### What the task asks
Convert the rows, from their start through the line containing "0L222 84L217 140L189" (inclusive), into a Markdown table with the columns No. and Line, numbering each line and skipping blank lines. Include only those lines and leave out the pictures.
——————————
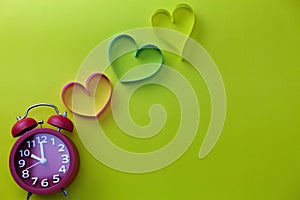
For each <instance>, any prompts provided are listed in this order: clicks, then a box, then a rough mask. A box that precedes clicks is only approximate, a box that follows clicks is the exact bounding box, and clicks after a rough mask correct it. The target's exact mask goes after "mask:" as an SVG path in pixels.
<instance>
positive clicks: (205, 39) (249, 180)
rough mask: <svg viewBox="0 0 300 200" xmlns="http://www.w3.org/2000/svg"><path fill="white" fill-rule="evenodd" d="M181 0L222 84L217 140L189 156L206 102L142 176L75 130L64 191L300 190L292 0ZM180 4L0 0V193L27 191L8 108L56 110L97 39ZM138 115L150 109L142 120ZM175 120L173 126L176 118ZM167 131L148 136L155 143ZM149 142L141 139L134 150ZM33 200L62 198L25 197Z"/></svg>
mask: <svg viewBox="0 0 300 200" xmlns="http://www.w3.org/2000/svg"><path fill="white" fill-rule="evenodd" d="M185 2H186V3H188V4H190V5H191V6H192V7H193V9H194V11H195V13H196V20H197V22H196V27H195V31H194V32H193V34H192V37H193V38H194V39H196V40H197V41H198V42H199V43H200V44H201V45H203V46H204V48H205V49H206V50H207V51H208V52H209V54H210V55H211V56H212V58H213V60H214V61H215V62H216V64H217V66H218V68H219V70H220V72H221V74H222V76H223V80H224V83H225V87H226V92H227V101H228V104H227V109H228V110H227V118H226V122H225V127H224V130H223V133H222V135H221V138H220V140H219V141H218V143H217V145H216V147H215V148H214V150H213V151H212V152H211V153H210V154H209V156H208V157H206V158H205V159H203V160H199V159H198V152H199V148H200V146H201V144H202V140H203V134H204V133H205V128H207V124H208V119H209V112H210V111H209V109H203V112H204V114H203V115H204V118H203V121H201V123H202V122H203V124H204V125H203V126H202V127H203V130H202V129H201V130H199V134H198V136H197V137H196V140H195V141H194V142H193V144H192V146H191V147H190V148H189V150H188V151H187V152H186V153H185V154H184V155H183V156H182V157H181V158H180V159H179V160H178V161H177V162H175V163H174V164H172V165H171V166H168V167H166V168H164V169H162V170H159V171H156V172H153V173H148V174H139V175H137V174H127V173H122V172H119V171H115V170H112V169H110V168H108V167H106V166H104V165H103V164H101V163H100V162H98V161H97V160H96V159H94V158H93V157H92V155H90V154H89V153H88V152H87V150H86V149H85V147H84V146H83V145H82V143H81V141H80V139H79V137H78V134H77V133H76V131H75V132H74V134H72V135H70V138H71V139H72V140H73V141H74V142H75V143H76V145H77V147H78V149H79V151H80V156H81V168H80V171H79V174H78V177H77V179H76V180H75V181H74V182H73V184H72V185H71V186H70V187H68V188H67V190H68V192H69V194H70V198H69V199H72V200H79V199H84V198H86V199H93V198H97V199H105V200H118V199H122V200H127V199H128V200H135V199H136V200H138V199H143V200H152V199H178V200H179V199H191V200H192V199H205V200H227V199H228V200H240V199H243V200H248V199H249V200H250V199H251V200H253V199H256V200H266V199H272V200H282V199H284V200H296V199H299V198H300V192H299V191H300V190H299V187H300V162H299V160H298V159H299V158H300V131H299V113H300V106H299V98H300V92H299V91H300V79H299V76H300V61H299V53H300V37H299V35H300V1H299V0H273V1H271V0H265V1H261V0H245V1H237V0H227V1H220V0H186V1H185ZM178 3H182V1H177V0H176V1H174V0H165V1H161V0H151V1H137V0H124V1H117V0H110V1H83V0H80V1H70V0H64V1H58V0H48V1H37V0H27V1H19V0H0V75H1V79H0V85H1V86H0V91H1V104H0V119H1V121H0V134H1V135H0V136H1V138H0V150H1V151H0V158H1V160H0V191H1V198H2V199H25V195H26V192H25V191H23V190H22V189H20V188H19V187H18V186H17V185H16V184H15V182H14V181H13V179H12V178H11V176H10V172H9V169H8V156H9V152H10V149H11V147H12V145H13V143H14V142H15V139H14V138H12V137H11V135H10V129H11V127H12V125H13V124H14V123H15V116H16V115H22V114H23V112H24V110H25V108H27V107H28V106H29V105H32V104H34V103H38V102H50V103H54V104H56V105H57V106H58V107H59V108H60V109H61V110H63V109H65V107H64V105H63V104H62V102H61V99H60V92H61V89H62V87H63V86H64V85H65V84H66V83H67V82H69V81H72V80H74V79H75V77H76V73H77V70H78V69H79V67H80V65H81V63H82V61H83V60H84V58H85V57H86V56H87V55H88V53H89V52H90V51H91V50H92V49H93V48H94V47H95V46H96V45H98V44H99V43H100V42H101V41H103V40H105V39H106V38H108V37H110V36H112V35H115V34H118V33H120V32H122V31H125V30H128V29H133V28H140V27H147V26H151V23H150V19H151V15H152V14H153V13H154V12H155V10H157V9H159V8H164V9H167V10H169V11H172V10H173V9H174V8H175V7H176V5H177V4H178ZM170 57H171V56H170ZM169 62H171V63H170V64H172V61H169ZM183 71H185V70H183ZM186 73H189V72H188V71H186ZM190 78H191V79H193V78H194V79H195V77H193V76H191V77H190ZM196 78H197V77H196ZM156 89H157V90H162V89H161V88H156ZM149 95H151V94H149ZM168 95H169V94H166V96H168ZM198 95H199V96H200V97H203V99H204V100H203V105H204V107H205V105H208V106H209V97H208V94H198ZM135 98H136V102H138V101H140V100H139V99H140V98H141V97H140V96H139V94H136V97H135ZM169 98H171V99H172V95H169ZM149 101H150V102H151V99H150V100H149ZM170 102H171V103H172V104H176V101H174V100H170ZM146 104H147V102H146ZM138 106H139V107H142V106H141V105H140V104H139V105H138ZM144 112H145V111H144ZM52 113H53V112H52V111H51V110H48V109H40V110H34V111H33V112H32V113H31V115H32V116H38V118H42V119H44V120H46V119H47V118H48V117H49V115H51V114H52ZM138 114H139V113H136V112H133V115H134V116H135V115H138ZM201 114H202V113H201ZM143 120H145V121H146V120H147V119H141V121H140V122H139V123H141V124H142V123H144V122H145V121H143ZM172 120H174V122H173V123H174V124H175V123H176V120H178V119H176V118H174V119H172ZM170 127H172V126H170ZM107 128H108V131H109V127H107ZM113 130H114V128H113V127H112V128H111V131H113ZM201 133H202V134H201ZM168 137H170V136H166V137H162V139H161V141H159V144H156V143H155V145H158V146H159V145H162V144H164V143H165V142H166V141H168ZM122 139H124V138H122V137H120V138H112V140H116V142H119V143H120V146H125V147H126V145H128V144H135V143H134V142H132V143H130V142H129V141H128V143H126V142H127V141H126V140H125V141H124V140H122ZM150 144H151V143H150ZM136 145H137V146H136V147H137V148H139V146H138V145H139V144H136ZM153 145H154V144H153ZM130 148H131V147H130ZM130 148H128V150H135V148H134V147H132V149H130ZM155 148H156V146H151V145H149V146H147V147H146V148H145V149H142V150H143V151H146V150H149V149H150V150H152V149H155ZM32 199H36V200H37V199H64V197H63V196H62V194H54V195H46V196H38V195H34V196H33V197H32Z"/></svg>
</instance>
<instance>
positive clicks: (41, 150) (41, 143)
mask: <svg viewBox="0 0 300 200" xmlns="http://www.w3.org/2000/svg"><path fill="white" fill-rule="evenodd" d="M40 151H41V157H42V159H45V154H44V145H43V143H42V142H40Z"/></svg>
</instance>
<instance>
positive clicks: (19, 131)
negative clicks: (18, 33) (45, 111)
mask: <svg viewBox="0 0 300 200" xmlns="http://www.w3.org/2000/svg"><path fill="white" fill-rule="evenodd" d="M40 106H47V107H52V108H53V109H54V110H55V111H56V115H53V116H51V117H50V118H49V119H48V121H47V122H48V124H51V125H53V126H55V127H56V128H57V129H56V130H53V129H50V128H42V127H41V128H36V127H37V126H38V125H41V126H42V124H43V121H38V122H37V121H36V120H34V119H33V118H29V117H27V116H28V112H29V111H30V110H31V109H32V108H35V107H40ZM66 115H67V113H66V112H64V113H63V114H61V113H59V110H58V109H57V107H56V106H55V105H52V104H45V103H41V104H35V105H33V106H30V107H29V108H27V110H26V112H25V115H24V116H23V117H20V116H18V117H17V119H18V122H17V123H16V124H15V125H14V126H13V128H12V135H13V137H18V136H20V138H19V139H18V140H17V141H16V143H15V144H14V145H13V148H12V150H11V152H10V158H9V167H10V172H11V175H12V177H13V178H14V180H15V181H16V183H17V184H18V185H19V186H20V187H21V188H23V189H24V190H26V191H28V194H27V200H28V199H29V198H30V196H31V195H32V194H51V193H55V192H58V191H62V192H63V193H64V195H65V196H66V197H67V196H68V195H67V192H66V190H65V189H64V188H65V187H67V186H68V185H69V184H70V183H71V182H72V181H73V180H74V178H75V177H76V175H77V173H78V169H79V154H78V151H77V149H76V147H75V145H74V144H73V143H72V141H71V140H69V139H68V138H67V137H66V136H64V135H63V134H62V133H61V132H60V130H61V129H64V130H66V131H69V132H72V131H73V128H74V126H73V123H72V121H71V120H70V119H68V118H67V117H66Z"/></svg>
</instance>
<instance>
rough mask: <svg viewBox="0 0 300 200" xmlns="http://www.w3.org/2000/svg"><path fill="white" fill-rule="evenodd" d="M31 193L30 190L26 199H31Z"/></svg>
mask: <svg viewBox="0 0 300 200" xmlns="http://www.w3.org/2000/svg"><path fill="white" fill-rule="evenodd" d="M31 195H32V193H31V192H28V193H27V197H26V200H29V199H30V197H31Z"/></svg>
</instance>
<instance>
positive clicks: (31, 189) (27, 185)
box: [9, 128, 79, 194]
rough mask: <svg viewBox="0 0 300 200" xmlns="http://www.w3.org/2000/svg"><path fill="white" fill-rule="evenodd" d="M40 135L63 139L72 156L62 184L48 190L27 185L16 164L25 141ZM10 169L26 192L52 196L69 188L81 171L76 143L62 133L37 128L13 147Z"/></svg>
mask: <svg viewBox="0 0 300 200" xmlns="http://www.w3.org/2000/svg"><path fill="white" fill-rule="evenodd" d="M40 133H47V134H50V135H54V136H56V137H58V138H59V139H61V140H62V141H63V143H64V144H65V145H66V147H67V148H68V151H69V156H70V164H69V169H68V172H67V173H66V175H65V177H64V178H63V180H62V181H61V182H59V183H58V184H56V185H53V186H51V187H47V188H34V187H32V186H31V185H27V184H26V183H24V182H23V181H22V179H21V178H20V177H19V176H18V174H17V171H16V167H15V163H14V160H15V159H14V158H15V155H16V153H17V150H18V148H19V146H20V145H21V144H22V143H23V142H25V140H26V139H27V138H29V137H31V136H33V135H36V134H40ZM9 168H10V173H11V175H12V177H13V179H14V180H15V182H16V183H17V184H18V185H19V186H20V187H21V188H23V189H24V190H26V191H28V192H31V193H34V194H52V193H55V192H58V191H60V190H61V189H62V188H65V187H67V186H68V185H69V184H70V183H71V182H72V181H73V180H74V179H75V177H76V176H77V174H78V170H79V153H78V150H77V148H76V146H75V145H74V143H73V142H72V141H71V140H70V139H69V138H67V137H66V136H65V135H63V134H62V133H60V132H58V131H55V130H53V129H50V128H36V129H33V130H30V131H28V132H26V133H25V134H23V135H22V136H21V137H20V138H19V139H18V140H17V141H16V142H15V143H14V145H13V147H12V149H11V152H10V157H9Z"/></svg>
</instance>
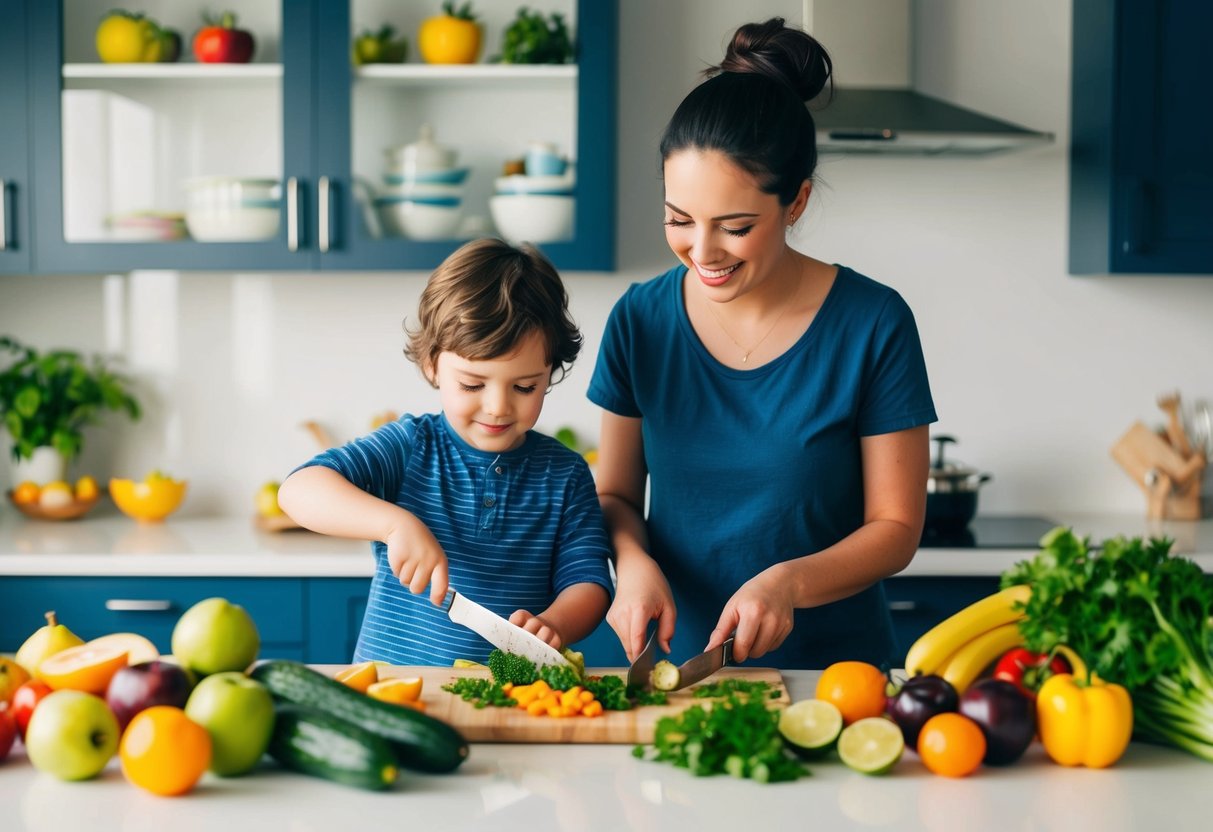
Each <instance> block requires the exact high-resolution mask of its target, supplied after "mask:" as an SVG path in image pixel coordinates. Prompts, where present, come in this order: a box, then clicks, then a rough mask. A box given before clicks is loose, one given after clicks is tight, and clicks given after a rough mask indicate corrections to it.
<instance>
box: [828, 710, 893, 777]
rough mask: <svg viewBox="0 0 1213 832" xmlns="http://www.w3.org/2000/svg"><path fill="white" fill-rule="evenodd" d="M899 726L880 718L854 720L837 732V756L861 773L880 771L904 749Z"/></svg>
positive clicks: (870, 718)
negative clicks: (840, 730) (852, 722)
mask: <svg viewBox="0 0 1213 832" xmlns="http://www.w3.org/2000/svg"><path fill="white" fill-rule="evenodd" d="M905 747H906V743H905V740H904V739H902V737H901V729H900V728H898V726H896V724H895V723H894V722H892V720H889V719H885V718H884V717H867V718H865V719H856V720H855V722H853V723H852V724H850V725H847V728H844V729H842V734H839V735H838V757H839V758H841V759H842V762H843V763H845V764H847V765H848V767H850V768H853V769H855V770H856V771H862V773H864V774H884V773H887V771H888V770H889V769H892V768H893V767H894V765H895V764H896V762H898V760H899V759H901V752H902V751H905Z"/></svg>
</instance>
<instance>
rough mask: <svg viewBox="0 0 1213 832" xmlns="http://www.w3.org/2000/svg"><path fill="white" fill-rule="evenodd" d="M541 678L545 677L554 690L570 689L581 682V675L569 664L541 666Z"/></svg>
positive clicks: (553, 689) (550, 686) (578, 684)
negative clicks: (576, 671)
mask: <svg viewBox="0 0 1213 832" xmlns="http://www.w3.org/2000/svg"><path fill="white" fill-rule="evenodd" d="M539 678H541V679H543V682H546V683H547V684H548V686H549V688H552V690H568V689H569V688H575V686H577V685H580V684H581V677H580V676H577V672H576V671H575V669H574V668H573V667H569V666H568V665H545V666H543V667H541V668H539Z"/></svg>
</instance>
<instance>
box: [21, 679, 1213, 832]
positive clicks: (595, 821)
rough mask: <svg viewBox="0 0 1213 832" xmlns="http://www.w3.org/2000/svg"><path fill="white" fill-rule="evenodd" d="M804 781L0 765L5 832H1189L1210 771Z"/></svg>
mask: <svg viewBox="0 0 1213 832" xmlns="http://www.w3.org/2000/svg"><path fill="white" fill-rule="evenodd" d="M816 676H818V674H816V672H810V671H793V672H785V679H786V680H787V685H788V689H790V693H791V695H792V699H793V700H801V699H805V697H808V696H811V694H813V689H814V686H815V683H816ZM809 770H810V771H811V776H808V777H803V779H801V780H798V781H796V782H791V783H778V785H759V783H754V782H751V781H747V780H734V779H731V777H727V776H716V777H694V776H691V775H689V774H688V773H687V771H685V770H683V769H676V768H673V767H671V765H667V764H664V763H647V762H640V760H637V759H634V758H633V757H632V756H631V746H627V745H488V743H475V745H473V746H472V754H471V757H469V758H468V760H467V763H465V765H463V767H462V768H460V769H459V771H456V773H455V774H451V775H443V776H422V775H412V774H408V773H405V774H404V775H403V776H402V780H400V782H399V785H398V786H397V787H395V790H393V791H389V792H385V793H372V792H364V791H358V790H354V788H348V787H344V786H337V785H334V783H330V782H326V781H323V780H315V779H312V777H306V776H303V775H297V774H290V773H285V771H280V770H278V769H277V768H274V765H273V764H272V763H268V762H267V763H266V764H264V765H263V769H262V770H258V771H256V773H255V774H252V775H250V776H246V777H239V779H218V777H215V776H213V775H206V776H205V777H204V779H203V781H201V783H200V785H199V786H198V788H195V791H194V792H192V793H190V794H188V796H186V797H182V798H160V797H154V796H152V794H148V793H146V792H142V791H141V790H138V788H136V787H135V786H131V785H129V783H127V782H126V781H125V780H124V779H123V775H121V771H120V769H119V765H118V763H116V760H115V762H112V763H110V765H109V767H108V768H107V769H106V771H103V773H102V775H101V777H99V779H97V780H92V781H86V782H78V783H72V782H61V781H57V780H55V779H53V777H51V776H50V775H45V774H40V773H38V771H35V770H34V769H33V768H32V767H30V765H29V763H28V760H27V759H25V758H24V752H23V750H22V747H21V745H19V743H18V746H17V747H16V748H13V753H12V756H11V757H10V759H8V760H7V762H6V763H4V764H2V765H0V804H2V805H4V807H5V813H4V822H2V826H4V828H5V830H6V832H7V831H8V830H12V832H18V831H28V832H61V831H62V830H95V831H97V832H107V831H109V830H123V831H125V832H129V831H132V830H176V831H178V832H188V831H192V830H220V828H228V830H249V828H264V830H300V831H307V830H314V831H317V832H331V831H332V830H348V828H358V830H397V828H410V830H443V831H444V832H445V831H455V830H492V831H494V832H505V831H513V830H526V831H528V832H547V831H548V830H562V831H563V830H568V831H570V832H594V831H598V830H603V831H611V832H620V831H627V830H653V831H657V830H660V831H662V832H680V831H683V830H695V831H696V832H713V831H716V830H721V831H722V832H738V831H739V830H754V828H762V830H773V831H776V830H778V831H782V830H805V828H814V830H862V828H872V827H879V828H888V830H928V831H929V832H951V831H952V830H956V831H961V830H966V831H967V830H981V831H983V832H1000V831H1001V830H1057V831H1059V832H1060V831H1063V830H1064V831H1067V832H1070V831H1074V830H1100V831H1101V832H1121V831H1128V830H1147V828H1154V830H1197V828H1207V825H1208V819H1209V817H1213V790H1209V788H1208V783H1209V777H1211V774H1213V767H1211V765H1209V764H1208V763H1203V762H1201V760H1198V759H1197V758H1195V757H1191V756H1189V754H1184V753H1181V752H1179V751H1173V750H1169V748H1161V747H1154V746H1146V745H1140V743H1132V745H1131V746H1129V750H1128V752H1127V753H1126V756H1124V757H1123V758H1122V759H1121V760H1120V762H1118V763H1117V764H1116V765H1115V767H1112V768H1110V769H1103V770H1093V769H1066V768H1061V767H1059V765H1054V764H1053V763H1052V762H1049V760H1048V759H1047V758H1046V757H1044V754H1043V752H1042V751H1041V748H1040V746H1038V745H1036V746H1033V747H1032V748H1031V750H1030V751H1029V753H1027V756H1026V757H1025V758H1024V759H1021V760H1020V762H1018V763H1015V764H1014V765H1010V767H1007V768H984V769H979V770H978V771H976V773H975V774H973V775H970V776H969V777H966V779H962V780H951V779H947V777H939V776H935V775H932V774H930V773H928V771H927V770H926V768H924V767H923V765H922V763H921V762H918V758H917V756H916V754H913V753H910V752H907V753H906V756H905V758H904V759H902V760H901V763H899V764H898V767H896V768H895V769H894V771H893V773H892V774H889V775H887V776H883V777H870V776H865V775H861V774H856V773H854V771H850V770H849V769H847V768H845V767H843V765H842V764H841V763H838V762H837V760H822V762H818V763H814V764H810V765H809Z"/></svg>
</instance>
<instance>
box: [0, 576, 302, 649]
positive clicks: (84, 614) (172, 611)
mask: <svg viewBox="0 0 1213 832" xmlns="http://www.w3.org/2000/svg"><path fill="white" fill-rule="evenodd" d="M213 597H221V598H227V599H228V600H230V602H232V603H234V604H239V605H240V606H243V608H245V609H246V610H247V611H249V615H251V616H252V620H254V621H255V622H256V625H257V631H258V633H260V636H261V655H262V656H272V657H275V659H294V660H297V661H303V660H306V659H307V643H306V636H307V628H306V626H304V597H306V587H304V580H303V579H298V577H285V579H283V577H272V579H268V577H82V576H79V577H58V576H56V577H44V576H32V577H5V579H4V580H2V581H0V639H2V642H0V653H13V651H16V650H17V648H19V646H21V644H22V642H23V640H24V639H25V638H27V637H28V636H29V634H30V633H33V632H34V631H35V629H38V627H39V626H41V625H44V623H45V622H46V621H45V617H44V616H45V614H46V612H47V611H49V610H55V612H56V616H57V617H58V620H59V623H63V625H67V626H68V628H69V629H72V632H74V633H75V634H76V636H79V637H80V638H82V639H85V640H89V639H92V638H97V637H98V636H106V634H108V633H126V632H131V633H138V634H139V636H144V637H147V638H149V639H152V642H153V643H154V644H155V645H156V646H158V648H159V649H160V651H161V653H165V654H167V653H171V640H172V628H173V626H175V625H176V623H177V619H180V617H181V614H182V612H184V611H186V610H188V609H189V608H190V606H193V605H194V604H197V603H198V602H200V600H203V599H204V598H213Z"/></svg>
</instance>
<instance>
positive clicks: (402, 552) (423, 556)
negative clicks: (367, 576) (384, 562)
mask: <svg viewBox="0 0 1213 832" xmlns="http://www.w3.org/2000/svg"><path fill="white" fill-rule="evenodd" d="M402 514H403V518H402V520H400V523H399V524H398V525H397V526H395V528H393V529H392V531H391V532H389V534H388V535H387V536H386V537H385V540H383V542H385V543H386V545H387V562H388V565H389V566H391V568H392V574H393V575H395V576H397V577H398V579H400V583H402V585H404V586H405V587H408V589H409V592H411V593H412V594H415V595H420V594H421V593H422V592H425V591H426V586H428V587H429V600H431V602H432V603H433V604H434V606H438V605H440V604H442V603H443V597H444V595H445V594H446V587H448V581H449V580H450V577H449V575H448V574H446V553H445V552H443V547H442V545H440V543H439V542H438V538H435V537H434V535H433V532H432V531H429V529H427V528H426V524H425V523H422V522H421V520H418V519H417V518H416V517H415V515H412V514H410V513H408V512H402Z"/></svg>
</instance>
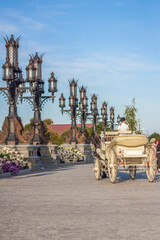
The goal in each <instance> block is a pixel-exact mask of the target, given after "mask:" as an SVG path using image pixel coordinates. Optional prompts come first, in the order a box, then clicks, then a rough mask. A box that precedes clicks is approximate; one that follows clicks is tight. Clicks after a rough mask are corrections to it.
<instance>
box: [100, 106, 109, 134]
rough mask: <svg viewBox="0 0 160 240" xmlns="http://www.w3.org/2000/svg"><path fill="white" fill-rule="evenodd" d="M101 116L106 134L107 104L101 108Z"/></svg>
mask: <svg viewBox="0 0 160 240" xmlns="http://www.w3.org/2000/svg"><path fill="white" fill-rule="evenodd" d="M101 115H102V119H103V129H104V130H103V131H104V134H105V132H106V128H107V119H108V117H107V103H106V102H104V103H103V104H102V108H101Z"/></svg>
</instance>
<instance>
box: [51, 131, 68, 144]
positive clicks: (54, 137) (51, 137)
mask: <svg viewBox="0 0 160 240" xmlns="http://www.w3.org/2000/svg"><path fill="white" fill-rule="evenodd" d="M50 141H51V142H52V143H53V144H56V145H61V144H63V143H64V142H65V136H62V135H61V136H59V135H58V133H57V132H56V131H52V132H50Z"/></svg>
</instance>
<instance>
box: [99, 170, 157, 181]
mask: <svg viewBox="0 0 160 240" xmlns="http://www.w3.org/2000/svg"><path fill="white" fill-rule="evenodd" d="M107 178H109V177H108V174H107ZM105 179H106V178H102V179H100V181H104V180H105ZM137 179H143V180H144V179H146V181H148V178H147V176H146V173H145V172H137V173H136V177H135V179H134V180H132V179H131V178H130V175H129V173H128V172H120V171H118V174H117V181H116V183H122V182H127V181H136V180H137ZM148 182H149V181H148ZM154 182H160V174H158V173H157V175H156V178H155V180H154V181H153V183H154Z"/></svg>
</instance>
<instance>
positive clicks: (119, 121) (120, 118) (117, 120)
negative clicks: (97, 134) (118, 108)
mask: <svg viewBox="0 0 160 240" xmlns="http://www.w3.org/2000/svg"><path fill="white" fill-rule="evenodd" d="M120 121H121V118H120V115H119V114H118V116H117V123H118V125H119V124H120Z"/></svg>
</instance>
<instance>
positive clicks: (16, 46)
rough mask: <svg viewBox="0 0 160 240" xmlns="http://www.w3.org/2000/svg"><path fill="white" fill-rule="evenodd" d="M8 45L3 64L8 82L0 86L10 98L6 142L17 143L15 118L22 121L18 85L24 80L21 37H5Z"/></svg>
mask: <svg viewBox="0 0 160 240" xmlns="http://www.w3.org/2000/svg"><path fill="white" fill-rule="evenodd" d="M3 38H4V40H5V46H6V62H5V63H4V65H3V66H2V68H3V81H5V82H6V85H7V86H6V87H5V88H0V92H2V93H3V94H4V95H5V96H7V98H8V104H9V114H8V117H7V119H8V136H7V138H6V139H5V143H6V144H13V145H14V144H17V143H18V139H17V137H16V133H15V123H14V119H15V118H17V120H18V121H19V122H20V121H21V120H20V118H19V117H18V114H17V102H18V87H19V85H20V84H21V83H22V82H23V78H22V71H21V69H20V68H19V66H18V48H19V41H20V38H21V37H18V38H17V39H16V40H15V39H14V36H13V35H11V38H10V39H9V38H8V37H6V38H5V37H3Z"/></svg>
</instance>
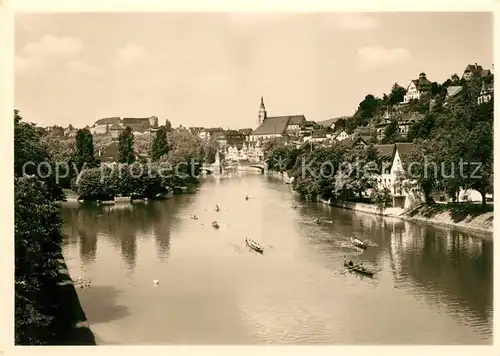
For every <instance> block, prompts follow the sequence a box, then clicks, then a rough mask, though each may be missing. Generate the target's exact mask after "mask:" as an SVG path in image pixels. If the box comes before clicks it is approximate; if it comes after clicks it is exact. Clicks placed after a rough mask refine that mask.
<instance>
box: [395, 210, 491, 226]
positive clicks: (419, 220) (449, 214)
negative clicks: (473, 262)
——————————
### Result for this task
| No. | Line |
|---|---|
| 1 | For each <instance>, any prompts provided are listed in this order: clicks, then a box, then a rough mask. A box that precedes clicks is only approximate, a box that follows clicks is the exact bounding box, and clicks after a rough mask correct it. The target's exact mask goes after "mask:" as an SVG path in pixels. |
| 2 | <instance> |
| 3 | positive clicks: (205, 39) (249, 180) |
| 4 | rough mask: <svg viewBox="0 0 300 200" xmlns="http://www.w3.org/2000/svg"><path fill="white" fill-rule="evenodd" d="M181 0L222 84L217 140L189 156L206 102L142 176L75 130L64 191L300 190L292 0ZM180 4L0 0V193L27 191L8 108L56 110L97 39ZM138 115L150 109L142 120ZM175 120L173 126L176 118ZM167 131L148 136L155 143ZM149 142L141 139L134 150ZM33 200L62 198L25 197Z"/></svg> |